Description of the task: Read the records and write them out again exactly.
:: Supplied material
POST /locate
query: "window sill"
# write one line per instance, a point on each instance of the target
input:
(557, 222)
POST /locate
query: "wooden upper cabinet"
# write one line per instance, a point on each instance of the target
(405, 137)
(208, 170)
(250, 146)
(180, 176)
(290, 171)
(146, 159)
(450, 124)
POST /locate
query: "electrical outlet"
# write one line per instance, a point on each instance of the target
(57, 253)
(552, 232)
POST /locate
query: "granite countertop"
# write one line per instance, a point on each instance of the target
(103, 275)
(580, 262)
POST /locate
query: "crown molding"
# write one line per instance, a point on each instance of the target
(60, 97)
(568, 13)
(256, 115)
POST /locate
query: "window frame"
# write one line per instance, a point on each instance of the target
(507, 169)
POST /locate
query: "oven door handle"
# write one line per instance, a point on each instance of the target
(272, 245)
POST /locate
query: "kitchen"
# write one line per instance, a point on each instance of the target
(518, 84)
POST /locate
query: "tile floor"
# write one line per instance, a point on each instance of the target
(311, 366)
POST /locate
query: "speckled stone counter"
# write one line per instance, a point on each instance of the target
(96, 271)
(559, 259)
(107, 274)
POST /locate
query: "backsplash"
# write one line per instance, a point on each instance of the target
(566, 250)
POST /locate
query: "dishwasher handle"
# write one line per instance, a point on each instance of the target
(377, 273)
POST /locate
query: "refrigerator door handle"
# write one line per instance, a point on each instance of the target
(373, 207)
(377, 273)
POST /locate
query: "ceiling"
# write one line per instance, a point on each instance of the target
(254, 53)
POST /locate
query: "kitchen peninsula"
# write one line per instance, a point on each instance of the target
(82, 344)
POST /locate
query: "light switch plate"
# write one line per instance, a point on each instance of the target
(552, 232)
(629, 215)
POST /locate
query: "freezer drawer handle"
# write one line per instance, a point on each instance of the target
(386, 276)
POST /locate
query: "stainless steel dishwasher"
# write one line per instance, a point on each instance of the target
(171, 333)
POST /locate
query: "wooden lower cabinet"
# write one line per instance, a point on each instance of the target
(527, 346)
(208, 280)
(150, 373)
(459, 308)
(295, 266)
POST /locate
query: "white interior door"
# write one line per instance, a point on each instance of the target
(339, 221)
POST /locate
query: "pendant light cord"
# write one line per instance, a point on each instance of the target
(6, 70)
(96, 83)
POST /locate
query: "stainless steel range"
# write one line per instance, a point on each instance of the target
::::
Answer for the task:
POST /locate
query: "window sill"
# write one line per instance, a point on each instance of the target
input:
(557, 222)
POST /locate
query: "wooden upper cabinet"
# write one line per instance, a point on each instance of the target
(405, 137)
(208, 170)
(250, 146)
(180, 176)
(290, 171)
(146, 159)
(450, 124)
POST /locate
query: "electrical outlet"
# write one line per instance, a point on each instance of the target
(57, 253)
(552, 232)
POST /locate
query: "granite countertop"
# write one line per instance, a point on each instance of the target
(103, 275)
(580, 262)
POST /locate
query: "crown molding"
# write one line per instance, a point on each instance of the target
(60, 97)
(568, 13)
(256, 115)
POST /locate
query: "window frame"
# write one line per instance, a point on each instance of the target
(507, 169)
POST /locate
query: "oven door handle"
# write one line per instance, a point on each instance of the target
(272, 245)
POST /locate
query: "kitchen"
# write one line per instance, a point on each instance of the target
(518, 84)
POST /locate
query: "tile floor"
# write one line per instance, a point on each instance of the target
(311, 366)
POST /locate
query: "speckled stone counter"
# write one line per instance, a point on each instance of the target
(96, 271)
(559, 259)
(107, 274)
POST /locate
query: "backsplash"
# write one line per instance, a point on each instance of the target
(566, 250)
POST /locate
query: "dishwasher handle"
# write one line per instance, a point on each instance of the target
(377, 273)
POST /locate
query: "refrigerator door handle"
# write one line per instance, a point on each instance of the target
(373, 207)
(377, 273)
POST /locate
query: "ceiling"
# write one line per instance, a point on each instance of the target
(254, 53)
POST /locate
query: "kitchen peninsula"
# write one line per instance, a point on each instance of the target
(82, 344)
POST /locate
query: "light switch plate"
# write one line per instance, a point on each instance of the target
(552, 232)
(629, 215)
POST /locate
query: "freezer drawer handle"
# write one line per instance, a point on each instance of the target
(386, 276)
POST /locate
query: "stainless steel dishwasher"
# write one line per instance, a point on each instance of the target
(171, 333)
POST /locate
query: "wooden lower cabinet"
# write one line per instance, a point on each instance of the target
(527, 346)
(208, 280)
(150, 373)
(459, 308)
(295, 266)
POST /locate
query: "white interior door"
# write one line per instance, a point on each instance of the target
(339, 221)
POST /locate
query: "pendant light cord"
# write one line per instance, a point on each instance of the target
(6, 70)
(96, 83)
POST /locate
query: "stainless steel range"
# write one line per instance, a point on each instance of the target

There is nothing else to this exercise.